PAGE
But up until 2011, Hezbollah had no real need, for the most part, for this narrative. In fact, Hezbollah supported the revolutions in Tunisia, Egypt and Bahrain and even endorsed the UN-approved and NATO-led intervention in Libya against Muammar Gaddafi in 2011. Indeed, it was Lebanon – along with France and the UK – that put forward United Nations Security Council Resolution 1973, and it is no secret as to why Hezbollah, which has been dominating Lebanese politics as de-facto kingmakers, wanted Gaddafi gone. Hezbollah’s stance on Libya was largely informed by the widespread belief that Imam Musa al-Sadr, the co-founder of Amal (Hezbollah’s precursor and a separate political party) and an important spiritual and historical leader to many Lebanese Shias, was kidnapped by Gaddafi during a visit in 1978. As for the other countries, Hezbollah stood by them as part of its public commitment to opposing tyrannies.

DATA PROVIDED
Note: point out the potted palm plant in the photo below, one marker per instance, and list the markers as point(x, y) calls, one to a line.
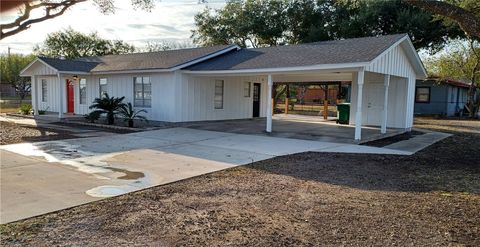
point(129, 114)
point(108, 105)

GIVEN PROBLEM
Please extend the passage on Hezbollah's stance toward the 2011 uprisings, picking up right after its final sentence.

EXERCISE ANSWER
Syria, as we would soon learn, was the notable exception. But this wasn’t always viewed as an inevitability. Perhaps naively, Hezbollah’s early positions on the Arab Spring, including its initial reluctance to discuss Syria at much length, left the space open for ambiguous pronouncements. For that reason, many Syrians genuinely believed that the group would stand by them. After all, Hezbollah was popular among Syrians, especially since the 2006 Israeli-Hezbollah war (when, incidentally, the Lebanese became refugees and fled to Syria), and because of its reputation for being devoid of corruption (unlike the Assad regime). It certainly commanded more respect than the Assad regime ever did. As Nasrallah made his pronouncements in 2011 in support of Bahrainis, Egyptians, Libyans and Tunisians, revolutionary Syrians had no way of knowing that Hezbollah would soon play a big role in their defeat.

Thus, before 2011, the ‘war on terror’ narrative served no useful purpose for Hezbollah. Indeed, Hezbollah often was – and still is – at the receiving end of it. Instead, it felt more comfortable appealing to an inclusive narrative of Resistance™. It was a simple ‘us’ versus ‘them’, with us being the Lebanese, the Arabs, those who have had no military victory to be proud of since Israel’s establishment in 1948. The multiple Arab defeats contributed to what the Lebano-Syrio-Palestinian writer and leftist Samir Kassir called the ‘Arab Malaise’, a wide sense of restlessness and insecurity that progressively chipped away at whatever dignity Arabs felt they had.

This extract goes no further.